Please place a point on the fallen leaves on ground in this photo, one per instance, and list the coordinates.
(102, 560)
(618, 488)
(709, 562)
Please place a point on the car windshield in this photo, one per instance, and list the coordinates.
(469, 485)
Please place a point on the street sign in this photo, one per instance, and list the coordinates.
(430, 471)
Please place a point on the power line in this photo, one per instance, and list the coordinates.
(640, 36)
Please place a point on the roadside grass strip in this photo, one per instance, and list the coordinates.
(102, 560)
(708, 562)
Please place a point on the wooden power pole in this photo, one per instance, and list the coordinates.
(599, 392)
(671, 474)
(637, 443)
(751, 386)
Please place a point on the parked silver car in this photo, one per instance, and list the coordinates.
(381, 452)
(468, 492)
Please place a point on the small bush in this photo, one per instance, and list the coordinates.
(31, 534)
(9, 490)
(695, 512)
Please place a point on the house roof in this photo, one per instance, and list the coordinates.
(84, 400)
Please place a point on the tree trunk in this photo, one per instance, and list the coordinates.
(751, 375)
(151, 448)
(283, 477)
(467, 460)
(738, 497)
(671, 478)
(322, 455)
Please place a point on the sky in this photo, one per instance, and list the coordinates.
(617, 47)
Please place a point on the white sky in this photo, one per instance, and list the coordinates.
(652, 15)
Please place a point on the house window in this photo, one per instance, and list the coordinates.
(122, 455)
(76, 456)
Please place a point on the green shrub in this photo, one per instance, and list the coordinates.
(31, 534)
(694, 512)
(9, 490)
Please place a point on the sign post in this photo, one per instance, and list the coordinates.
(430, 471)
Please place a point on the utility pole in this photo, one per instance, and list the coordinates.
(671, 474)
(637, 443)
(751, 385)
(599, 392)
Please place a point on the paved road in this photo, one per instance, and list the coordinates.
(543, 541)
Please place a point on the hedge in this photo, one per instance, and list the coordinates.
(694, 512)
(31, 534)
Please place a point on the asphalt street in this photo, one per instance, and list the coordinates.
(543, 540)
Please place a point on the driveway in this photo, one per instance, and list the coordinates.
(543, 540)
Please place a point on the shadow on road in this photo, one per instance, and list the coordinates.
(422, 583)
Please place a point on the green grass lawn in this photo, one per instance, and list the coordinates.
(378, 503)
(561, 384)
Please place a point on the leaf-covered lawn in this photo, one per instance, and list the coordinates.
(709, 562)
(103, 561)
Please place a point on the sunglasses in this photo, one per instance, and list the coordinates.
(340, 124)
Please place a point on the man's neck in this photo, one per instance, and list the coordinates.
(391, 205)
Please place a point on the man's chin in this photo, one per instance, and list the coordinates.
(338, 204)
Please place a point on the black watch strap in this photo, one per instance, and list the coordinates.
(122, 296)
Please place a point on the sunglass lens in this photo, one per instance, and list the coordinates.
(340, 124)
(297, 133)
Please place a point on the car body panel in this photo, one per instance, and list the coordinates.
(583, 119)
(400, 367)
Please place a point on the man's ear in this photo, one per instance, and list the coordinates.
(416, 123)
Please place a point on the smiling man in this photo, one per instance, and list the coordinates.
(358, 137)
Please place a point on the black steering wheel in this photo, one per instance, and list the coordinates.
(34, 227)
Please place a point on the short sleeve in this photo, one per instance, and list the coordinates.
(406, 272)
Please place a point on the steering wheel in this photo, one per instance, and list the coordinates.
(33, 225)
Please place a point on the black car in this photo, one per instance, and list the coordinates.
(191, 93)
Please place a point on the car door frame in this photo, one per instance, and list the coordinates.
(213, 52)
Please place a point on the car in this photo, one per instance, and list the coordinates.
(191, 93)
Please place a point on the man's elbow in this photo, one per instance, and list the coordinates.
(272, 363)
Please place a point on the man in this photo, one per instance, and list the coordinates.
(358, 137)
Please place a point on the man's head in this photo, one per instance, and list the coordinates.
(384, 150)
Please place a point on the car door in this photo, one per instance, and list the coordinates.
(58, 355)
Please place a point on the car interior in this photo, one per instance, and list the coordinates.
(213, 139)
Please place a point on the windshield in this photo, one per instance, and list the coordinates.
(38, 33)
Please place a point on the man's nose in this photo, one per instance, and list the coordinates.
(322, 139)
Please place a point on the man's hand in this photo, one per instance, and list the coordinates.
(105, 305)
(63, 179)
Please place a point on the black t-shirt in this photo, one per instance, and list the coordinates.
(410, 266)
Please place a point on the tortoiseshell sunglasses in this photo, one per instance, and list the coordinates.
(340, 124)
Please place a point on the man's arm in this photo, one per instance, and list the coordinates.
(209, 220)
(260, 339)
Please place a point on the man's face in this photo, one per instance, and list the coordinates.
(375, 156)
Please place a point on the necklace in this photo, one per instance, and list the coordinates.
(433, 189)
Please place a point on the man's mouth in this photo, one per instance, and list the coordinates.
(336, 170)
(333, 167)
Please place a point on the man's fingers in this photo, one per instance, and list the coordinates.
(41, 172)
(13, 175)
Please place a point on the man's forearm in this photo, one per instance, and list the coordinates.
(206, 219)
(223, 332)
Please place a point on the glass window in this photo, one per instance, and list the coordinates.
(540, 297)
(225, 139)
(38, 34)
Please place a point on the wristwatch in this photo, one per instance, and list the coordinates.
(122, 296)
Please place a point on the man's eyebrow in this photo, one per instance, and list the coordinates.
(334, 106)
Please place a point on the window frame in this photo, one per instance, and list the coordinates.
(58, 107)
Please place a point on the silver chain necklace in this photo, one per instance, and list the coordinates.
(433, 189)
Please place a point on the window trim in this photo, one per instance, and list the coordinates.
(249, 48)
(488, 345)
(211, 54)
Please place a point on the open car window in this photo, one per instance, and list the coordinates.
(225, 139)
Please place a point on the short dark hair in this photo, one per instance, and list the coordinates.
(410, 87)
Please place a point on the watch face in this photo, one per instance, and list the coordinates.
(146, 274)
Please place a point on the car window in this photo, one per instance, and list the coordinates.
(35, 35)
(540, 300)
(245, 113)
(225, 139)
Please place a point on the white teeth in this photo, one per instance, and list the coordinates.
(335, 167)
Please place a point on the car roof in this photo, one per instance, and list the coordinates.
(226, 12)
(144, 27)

——

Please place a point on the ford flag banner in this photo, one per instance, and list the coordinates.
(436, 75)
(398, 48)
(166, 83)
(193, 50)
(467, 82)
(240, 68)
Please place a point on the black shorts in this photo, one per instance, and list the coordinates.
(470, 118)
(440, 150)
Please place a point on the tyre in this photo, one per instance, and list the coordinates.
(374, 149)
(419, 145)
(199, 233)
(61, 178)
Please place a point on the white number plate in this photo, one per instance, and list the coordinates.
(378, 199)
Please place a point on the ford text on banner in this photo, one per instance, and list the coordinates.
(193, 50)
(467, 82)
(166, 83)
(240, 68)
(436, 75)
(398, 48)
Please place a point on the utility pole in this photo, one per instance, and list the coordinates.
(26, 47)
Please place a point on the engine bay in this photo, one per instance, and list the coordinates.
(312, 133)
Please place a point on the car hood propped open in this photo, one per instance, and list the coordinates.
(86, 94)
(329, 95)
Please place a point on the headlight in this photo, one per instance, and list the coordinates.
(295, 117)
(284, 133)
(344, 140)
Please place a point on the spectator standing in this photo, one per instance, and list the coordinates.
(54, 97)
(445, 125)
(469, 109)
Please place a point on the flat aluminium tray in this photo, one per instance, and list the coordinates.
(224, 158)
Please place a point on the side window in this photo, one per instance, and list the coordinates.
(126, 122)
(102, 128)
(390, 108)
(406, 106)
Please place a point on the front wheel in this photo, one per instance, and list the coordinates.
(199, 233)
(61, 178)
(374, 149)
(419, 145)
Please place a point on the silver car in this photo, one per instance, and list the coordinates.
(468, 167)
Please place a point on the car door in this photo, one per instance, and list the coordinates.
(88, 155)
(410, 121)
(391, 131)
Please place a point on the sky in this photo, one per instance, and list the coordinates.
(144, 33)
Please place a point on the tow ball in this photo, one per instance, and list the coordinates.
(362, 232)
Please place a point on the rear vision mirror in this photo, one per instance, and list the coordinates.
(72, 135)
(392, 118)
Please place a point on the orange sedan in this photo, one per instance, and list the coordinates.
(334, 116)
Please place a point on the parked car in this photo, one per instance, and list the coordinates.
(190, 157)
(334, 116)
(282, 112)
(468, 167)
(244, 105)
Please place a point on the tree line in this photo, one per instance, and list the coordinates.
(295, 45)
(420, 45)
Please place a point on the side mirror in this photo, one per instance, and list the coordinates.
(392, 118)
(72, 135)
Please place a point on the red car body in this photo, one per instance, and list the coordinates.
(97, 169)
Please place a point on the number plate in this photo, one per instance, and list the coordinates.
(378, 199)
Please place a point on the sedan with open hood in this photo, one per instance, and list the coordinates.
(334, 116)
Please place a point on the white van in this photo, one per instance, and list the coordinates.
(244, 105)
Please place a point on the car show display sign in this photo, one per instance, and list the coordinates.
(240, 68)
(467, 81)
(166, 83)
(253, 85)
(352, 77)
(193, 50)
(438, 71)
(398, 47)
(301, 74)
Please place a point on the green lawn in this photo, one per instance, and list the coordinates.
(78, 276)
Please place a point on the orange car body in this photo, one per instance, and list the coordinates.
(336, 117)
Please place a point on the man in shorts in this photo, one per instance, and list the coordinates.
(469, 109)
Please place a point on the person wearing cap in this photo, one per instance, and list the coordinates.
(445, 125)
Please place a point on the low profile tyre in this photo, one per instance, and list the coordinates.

——

*Work instructions*:
When you reach the line containing "Please place a point on the car show" in the data above, start copying exactly, and stop after the line containing "Please place a point on the low".

*Task solution*:
Please place a point on the car show display sign in this photo, one per instance, and list the coordinates.
(240, 68)
(467, 81)
(166, 83)
(253, 85)
(352, 77)
(193, 50)
(438, 71)
(398, 47)
(301, 74)
Please place a point on the green lawn in this photo, one per instance, and list the coordinates.
(78, 276)
Please place a point on the orange car body in this photo, one per instance, and list the coordinates.
(336, 117)
Please place a point on the man in shorts in this photo, one per instance, and list the coordinates.
(469, 109)
Please place a point on the person wearing cap in this photo, one per instance, and list the coordinates.
(445, 125)
Please place a point on the low profile tyre in this photo, one per instance, and list the coordinates.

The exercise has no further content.